- [REQUIREMENTS]
Gather each line from the entries below that contains the word "amber".

####################

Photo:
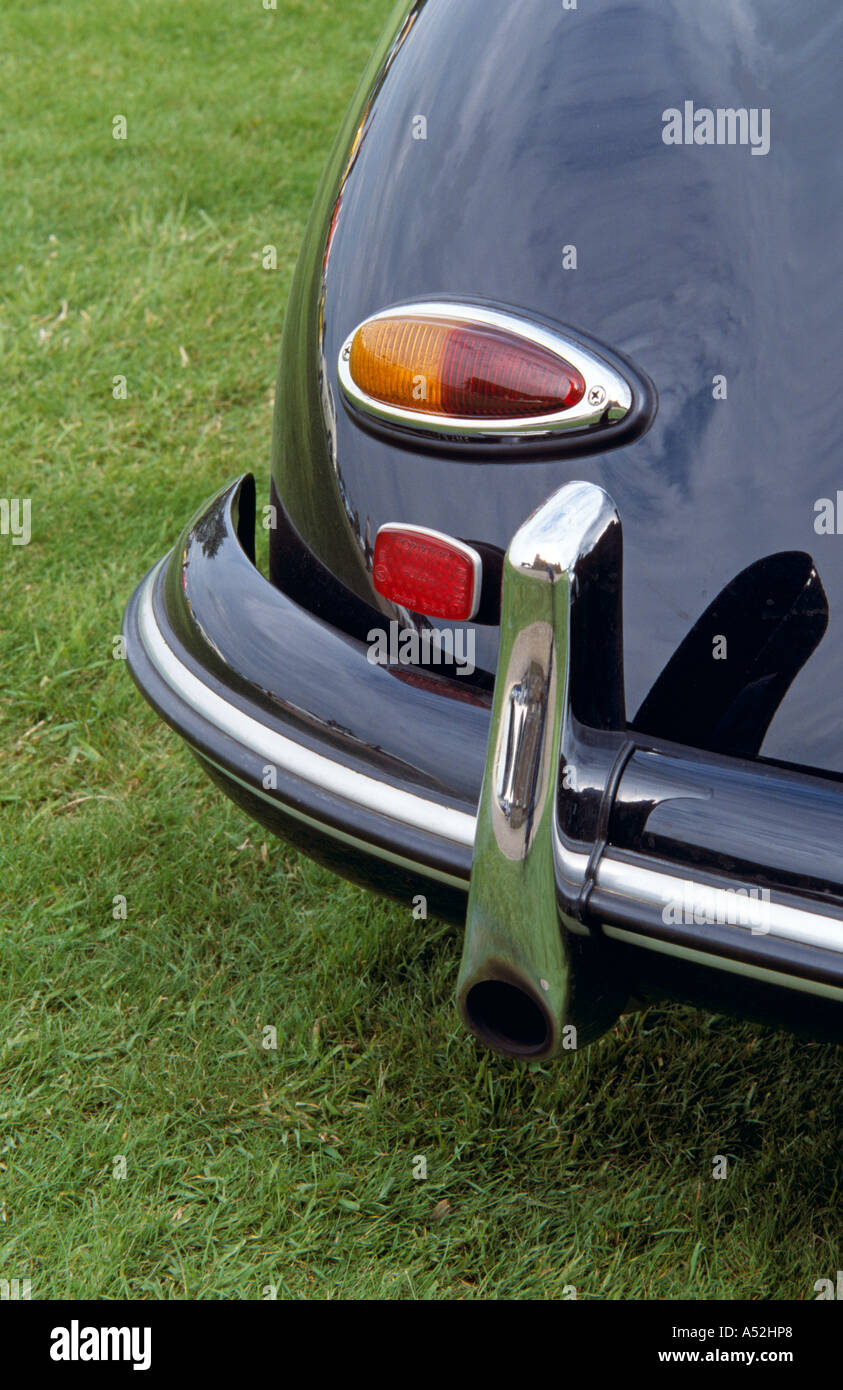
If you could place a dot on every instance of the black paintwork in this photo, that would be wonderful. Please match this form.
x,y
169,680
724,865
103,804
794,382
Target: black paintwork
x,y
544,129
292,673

####################

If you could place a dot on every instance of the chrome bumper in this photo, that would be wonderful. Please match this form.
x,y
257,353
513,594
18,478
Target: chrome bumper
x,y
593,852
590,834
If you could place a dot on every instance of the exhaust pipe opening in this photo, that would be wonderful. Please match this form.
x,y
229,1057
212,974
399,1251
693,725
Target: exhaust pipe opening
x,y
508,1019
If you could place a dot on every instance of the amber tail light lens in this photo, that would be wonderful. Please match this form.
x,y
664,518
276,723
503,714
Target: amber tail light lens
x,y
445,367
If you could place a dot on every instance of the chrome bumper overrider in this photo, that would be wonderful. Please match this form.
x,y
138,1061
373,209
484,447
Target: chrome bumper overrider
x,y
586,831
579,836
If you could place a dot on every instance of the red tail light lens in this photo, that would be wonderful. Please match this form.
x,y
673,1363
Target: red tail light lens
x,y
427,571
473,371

####################

- [SOLUTION FOR THIS TASK]
If you could place a dot on every instance of the amber tail light lens in this photo, that would be wonderful. Please match this form.
Target: amber tail light lens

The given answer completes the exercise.